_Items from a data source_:
▽
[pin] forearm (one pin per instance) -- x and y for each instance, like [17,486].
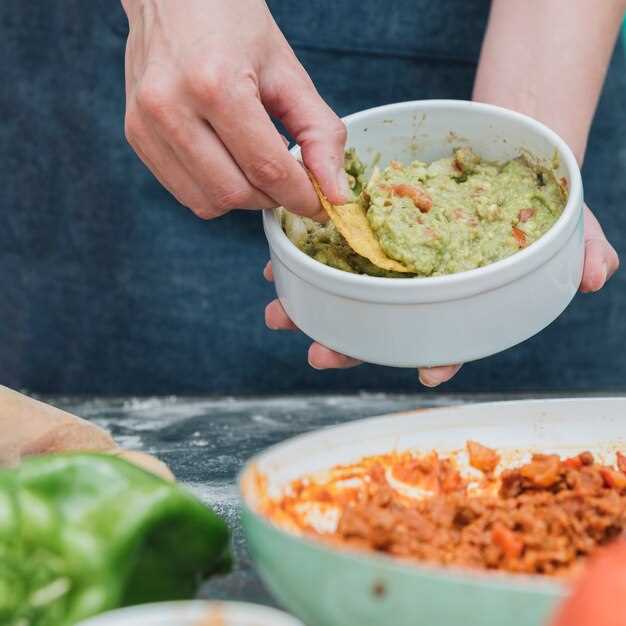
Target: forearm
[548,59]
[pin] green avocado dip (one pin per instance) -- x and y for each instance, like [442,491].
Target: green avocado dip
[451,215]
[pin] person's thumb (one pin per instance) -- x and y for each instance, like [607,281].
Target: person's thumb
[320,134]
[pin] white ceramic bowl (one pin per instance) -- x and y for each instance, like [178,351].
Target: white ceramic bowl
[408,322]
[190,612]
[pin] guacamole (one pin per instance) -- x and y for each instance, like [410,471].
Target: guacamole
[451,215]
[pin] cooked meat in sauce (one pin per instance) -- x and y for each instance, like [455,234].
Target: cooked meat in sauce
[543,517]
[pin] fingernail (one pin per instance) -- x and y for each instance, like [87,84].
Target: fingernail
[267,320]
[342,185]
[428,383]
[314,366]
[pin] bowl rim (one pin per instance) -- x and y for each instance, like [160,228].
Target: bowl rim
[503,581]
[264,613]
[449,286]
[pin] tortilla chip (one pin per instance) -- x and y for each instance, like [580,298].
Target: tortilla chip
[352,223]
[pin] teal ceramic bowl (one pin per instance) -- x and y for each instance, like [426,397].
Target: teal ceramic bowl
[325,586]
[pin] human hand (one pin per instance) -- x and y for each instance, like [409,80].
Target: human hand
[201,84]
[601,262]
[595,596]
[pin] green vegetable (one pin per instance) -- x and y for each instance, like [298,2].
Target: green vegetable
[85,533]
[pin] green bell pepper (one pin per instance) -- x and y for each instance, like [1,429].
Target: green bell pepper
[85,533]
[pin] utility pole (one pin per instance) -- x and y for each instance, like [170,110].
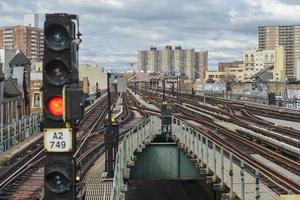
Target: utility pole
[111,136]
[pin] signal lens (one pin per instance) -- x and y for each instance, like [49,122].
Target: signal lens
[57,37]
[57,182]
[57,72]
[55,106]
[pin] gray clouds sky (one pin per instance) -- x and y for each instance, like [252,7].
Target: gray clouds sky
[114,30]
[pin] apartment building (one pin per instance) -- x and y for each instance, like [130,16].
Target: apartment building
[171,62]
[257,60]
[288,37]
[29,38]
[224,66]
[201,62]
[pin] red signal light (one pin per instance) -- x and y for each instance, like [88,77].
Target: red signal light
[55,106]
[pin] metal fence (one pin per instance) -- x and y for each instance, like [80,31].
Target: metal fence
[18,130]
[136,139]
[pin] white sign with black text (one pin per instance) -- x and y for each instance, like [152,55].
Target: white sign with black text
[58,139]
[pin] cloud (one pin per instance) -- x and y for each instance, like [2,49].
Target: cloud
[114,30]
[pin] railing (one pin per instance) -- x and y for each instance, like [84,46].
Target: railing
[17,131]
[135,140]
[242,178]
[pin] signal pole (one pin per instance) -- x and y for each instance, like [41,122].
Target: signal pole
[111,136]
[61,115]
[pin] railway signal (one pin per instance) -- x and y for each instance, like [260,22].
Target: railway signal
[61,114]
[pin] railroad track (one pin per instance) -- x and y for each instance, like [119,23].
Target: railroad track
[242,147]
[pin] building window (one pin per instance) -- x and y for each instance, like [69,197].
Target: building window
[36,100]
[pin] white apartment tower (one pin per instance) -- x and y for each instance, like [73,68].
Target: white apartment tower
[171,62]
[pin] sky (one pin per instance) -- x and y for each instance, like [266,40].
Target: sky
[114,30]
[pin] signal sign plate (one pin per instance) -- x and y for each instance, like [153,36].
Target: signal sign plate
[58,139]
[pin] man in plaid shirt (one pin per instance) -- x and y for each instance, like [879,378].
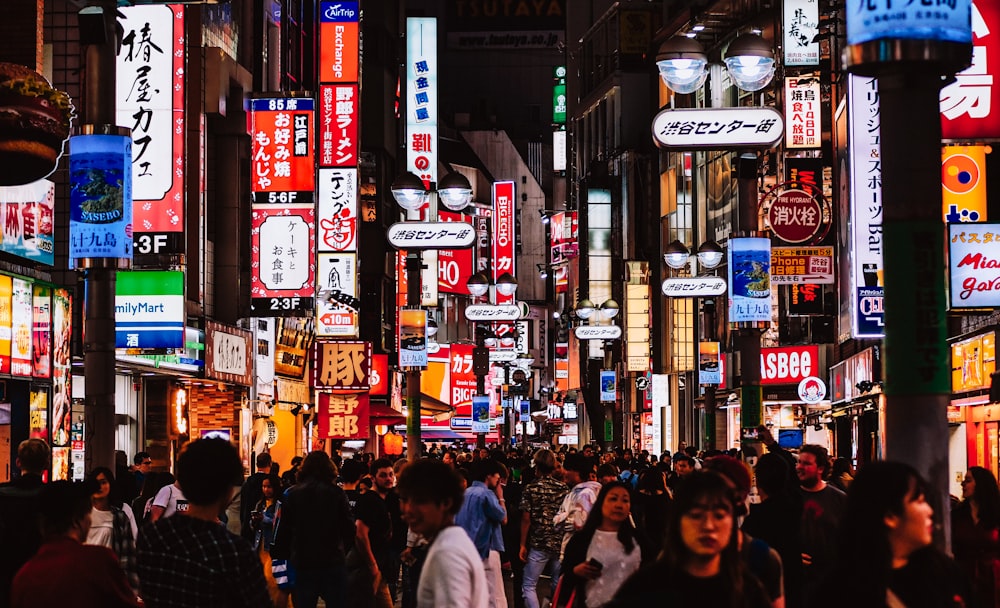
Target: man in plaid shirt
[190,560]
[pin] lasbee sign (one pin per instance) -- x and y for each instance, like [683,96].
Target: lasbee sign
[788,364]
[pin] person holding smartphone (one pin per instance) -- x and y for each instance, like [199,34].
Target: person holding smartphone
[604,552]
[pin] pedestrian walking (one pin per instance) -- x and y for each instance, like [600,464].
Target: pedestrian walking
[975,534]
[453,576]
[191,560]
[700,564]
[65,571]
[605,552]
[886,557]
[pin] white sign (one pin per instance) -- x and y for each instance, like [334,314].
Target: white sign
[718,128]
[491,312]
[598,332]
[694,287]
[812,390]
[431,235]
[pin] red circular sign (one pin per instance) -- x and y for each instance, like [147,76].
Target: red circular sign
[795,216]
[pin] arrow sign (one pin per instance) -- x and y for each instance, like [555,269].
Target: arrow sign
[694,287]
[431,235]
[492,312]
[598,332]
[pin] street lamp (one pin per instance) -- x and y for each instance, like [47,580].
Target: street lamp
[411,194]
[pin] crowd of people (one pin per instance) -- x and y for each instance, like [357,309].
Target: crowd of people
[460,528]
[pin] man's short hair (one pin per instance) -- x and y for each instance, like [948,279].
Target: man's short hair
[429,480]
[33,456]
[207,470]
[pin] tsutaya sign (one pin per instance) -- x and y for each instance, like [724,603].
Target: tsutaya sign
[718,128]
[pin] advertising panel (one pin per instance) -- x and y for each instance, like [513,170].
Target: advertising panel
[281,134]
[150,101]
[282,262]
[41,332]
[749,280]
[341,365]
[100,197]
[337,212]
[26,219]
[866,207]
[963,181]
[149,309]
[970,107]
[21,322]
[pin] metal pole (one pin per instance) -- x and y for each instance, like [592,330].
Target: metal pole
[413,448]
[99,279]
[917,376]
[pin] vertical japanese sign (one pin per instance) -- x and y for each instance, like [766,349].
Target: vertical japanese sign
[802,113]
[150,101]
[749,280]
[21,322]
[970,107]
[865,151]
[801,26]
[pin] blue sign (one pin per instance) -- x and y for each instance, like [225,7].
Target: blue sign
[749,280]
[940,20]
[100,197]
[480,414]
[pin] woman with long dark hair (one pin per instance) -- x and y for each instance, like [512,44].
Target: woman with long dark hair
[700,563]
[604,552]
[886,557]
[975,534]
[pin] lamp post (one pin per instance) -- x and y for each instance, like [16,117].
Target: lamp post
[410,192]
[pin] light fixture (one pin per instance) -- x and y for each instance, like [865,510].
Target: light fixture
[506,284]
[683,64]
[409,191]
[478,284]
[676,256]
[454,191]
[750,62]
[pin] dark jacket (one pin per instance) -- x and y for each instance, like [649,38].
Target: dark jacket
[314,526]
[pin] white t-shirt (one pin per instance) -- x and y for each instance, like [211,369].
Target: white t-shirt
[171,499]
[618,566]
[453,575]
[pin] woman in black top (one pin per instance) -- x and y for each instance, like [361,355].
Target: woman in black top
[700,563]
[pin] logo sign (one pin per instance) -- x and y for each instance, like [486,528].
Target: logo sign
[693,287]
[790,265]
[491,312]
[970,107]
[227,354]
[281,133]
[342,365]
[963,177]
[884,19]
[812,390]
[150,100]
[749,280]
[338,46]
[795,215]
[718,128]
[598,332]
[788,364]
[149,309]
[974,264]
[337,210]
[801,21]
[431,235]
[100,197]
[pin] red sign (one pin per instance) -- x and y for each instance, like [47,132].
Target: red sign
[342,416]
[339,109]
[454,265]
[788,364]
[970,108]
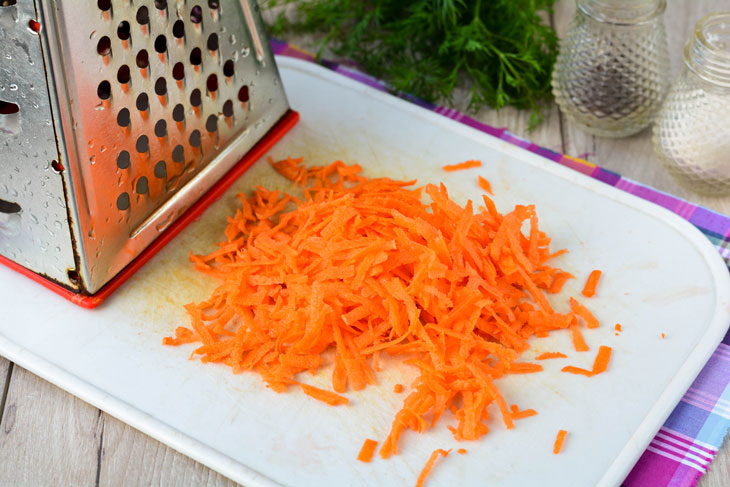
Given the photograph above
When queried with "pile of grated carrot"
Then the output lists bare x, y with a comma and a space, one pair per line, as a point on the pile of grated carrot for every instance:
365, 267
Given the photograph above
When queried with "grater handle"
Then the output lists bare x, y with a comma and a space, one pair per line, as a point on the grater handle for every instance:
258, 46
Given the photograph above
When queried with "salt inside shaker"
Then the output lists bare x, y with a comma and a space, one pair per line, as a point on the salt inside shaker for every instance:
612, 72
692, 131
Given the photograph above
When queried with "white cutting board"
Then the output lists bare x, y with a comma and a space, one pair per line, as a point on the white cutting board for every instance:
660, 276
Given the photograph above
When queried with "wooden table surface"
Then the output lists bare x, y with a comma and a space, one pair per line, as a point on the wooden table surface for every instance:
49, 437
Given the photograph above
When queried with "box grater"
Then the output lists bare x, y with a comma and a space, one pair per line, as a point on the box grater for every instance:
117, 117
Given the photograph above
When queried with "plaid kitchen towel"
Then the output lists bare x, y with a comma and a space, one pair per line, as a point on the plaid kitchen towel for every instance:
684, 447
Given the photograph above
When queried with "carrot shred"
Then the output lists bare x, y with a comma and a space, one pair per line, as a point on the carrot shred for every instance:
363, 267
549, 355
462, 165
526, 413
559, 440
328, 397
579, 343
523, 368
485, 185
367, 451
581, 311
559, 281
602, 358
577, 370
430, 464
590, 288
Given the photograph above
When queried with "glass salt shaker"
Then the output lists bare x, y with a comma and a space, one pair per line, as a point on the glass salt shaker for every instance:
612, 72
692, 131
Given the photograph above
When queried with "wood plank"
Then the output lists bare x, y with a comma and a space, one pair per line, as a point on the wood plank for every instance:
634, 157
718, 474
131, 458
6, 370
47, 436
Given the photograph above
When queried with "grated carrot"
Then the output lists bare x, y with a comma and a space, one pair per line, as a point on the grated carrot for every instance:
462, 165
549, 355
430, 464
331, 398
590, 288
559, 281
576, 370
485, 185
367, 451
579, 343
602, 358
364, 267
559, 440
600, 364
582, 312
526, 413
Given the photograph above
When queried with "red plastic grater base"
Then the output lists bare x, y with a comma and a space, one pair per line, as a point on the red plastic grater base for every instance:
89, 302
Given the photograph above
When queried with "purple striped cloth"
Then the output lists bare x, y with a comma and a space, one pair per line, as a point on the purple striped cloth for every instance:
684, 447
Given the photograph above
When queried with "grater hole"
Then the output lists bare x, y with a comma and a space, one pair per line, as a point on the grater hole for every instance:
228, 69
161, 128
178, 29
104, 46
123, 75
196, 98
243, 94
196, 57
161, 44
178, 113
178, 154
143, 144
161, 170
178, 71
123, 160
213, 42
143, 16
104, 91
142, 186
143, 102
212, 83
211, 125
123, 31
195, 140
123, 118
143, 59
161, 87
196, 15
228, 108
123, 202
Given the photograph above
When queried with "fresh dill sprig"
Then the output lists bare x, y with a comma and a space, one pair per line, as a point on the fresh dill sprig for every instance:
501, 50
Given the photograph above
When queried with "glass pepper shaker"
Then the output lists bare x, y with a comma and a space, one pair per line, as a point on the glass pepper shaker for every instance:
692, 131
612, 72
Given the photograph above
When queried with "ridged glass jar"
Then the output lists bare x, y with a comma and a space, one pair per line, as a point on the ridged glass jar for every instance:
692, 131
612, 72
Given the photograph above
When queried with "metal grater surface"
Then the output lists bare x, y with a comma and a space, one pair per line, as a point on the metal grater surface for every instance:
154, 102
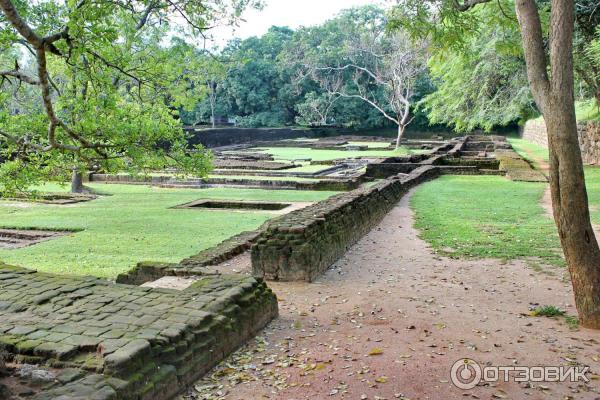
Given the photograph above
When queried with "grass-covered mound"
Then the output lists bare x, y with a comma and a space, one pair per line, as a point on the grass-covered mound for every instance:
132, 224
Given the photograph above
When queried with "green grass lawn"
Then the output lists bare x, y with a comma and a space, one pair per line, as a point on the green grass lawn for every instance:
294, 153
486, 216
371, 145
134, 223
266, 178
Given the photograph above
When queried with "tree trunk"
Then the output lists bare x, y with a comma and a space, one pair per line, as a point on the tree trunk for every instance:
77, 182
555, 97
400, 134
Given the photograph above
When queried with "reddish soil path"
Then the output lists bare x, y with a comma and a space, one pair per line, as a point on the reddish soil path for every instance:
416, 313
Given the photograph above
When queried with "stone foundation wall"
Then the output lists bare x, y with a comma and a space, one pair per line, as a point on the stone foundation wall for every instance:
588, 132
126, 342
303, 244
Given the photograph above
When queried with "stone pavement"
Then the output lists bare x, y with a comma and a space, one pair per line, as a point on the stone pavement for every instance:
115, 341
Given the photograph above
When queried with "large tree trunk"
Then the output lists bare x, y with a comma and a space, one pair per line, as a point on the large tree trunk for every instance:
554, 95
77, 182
△
Find every line in the data above that contains the word "short" and copy each of those lines. Case counts.

_Problem solution_:
[pin] man's short hair (one pin per instance) -- x and y for each instance, like [948,279].
Target: man's short hair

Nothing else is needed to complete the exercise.